**PROBLEM TO SOLVE**
Render every line of the records below as a numbered list, skipping blank lines and omitting the pictures.

**A sequence of records**
START

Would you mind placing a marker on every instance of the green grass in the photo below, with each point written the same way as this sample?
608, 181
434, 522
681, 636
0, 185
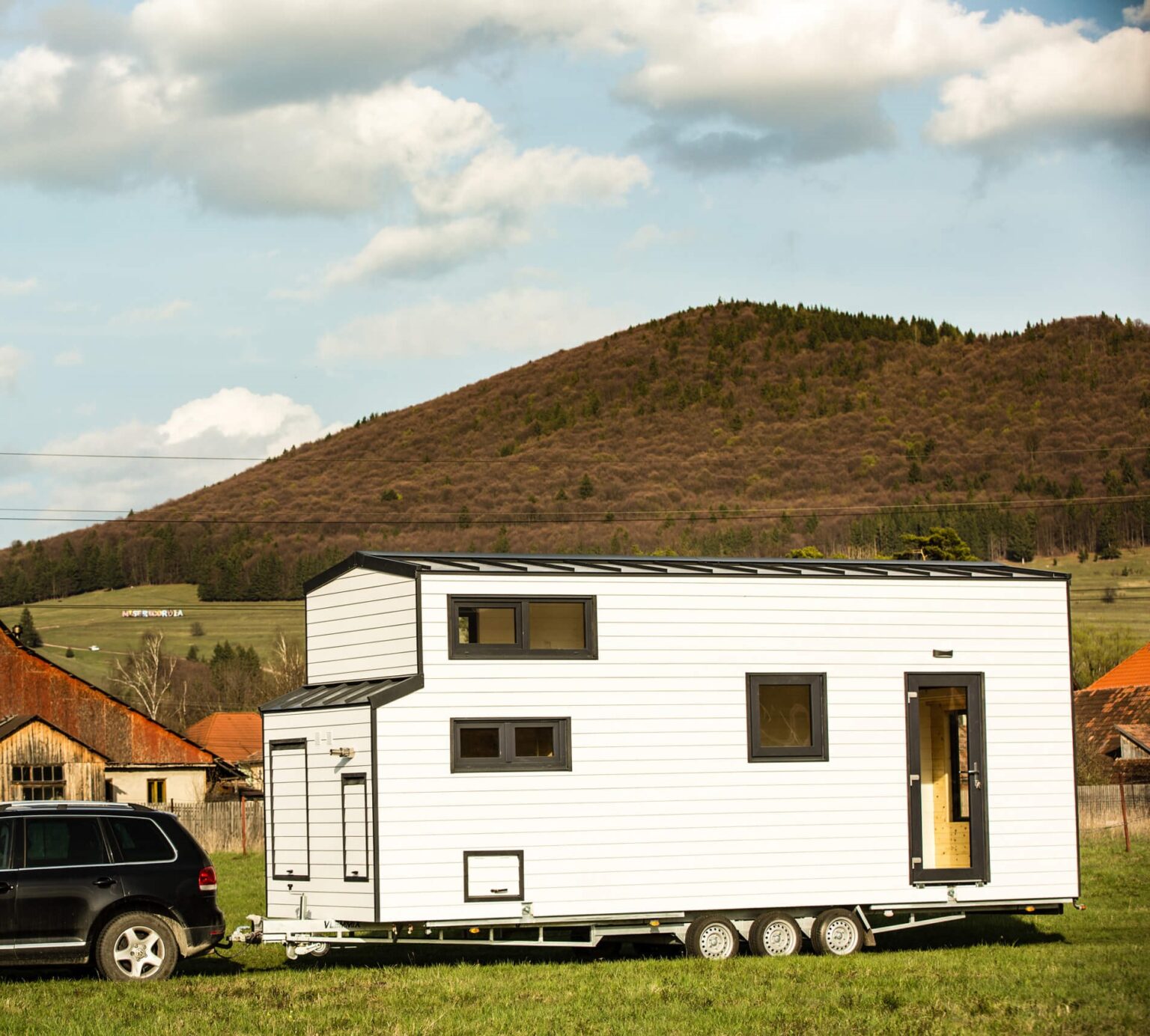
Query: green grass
1080, 973
1131, 607
96, 619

END

**TASK RESPONSE**
1. Would you mind placing a marker on every instance of the green grass in the photo below, with each point written the same way as this sample?
2. 608, 181
3. 434, 522
4. 681, 636
5. 0, 185
6. Query: green grass
7. 1080, 973
8. 1131, 607
9. 96, 619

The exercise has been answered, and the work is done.